### Provided records
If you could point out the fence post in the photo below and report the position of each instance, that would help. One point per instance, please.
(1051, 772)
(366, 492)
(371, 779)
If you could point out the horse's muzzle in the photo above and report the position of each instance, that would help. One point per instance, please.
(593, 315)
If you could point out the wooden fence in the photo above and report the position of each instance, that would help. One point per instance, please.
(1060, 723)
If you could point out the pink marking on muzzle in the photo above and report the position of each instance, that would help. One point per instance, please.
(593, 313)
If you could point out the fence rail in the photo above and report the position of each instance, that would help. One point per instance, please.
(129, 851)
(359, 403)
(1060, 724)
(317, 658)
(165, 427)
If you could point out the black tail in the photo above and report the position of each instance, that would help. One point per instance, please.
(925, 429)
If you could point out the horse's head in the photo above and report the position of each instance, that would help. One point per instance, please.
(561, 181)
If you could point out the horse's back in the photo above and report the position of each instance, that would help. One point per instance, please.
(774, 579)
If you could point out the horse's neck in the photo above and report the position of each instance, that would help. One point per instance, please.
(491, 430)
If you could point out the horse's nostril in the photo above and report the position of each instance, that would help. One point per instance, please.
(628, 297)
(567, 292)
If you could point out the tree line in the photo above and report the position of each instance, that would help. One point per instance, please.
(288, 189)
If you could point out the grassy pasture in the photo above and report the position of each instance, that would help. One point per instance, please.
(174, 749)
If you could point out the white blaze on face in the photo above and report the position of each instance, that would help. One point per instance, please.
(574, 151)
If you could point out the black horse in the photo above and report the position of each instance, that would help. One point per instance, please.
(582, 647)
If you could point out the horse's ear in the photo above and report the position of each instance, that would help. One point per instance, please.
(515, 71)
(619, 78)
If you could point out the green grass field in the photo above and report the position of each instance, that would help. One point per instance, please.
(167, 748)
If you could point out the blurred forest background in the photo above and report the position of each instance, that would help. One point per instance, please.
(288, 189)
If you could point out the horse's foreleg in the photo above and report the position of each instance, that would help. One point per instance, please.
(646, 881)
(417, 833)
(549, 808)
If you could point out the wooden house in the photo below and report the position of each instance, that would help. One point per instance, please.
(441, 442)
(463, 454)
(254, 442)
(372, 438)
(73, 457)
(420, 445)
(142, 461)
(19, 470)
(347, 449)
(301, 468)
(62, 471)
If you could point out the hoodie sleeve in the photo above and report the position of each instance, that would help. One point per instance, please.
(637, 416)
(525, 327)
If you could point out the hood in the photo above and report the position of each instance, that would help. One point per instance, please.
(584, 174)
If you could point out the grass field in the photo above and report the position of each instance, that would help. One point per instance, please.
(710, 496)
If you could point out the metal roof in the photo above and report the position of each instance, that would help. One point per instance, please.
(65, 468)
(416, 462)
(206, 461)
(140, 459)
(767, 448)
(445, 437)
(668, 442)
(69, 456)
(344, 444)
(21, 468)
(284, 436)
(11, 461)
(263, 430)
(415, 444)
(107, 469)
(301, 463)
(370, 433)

### What the task asks
Rewrite all of the records above as a Markdown table with two columns, "Row" for a running row number and "Line" for each line, leaving out any blank lines.

### Expected output
| Row | Line |
|---|---|
| 1 | If you could point out the fence post in the photo below and report the position of each instance, that would help. One point per instance, please. |
| 2 | (1051, 772) |
| 3 | (366, 492) |
| 4 | (371, 779) |
| 5 | If you could point out the horse's muzzle in the photo above and report the position of each instance, that would help. One point per instance, please. |
| 6 | (593, 315) |
| 7 | If you could point out the wooden fence in the photo above and report the position of each instance, that would help. One point per instance, please. |
| 8 | (1060, 723) |
| 9 | If you could point out the pink marking on muzzle in the photo above and report the position of each instance, that would help. One point per instance, please. |
| 10 | (593, 313) |
| 11 | If you could point out the fence rail in the photo above and report the position of each instance, that would help. One point per instance, please. |
| 12 | (129, 851) |
| 13 | (359, 403) |
| 14 | (1060, 724) |
| 15 | (317, 658) |
| 16 | (165, 427) |
| 17 | If you could point out the black tail in the photo above and report the position of each instance, that would help. One point per instance, please. |
| 18 | (925, 429) |
| 19 | If you could point out the horse's head in the photo above and report the position of each instance, that would help. One point per instance, please. |
| 20 | (561, 181) |
| 21 | If you could point out the horse's back in the photo above and report the position of each instance, that would help. One point per instance, please. |
| 22 | (774, 579) |
| 23 | If you could point out the horse's neck in the photo above and report the position of each instance, that would help. One point per instance, please. |
| 24 | (491, 430) |
| 25 | If you could point out the horse's nostril in the photo above and report the position of each instance, that would help. One point per instance, please. |
| 26 | (628, 297) |
| 27 | (567, 292) |
| 28 | If you could point out the tree line in the photo above and report the position of each instance, that would help. One point per instance, please. |
| 29 | (288, 189) |
| 30 | If you could point out the grassy pasture in the photo above and report the position of each instance, that would help. One point per instance, please. |
| 31 | (174, 749) |
| 32 | If you could point out the white blaze on face in the photo above and report the position of each instance, that would help. One point per instance, please. |
| 33 | (574, 151) |
| 34 | If you could point out the black horse in the photo above and report the position of each instance, that would help. One point per instance, please. |
| 35 | (582, 647) |
| 36 | If you could point out the horse's ear in the photo above and report the position of each instance, that would help. One point per instance, please. |
| 37 | (515, 71) |
| 38 | (619, 78) |
| 39 | If you could point out the green grass field in the photo above and report the position of each instance, that would help. One point per instance, please. |
| 40 | (167, 748) |
| 41 | If you could point out the blurred forest background in the photo above and report the position of each instance, that would help. One point per instance, please. |
| 42 | (288, 189) |
| 43 | If you could point out the horse's foreleg in the photo above and report the position of each instance, that would help. One point per instance, please. |
| 44 | (646, 881) |
| 45 | (417, 833) |
| 46 | (549, 808) |
| 47 | If you could point out the wooden house in the photo below and report the position of each instance, that would help. One point per instance, please. |
| 48 | (441, 442) |
| 49 | (463, 454) |
| 50 | (254, 442) |
| 51 | (372, 438) |
| 52 | (73, 457) |
| 53 | (420, 445) |
| 54 | (142, 461) |
| 55 | (19, 470) |
| 56 | (347, 449) |
| 57 | (301, 468) |
| 58 | (62, 471) |
| 59 | If you could point out the hoodie sleeve in the photo above and report the position of each instance, that would help. One point per instance, please. |
| 60 | (637, 416) |
| 61 | (525, 327) |
| 62 | If you could point out the hood in the photo above and report the position of each instance, that would help. One point per instance, please. |
| 63 | (584, 174) |
| 64 | If you could point out the grass field in the photo above and report the position of each instance, that would help. One point per instance, please. |
| 65 | (710, 496) |
| 66 | If you could point out the metal roof in the photo above and report the position of each instance, that would help. One point per instance, please. |
| 67 | (65, 468) |
| 68 | (416, 462) |
| 69 | (206, 461) |
| 70 | (140, 459) |
| 71 | (767, 448) |
| 72 | (445, 437) |
| 73 | (668, 442) |
| 74 | (69, 456) |
| 75 | (344, 444) |
| 76 | (21, 468) |
| 77 | (284, 436) |
| 78 | (11, 461) |
| 79 | (263, 430) |
| 80 | (415, 444) |
| 81 | (107, 469) |
| 82 | (301, 463) |
| 83 | (370, 433) |